- JOB
Locate every line in the records below that contains the string "path" and copy each one out verbatim.

- MATERIAL SUPPLIED
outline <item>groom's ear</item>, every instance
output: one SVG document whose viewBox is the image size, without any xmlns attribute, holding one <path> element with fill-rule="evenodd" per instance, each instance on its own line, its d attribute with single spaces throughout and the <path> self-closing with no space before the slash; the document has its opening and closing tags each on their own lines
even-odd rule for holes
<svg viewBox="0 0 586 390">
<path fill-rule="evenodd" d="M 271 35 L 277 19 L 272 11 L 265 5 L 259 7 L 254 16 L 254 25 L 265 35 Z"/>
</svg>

- RESPONSE TO THIS TASK
output: one SVG document whose viewBox is the image size, without any xmlns attribute, holding one <path> element with fill-rule="evenodd" per instance, each instance on its own line, its d attribute with single spaces throughout and the <path> self-closing with no space before the slash; the document has its opening and closing tags each on their own lines
<path fill-rule="evenodd" d="M 271 35 L 277 19 L 272 11 L 265 5 L 259 7 L 254 16 L 254 25 L 265 35 Z"/>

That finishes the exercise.